> **Exercise details**
Reproduce every line of the listing below verbatim, with no changes.
[BEGIN Records for this exercise]
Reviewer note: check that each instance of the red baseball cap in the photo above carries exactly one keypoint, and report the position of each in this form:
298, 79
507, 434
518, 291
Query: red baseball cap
[END Records for this exercise]
> **Exercise answer**
Reviewer note: check that each instance of the red baseball cap in the photo above carries exactly one keypoint, and report the position of each in this form:
298, 79
507, 434
518, 291
Query: red baseball cap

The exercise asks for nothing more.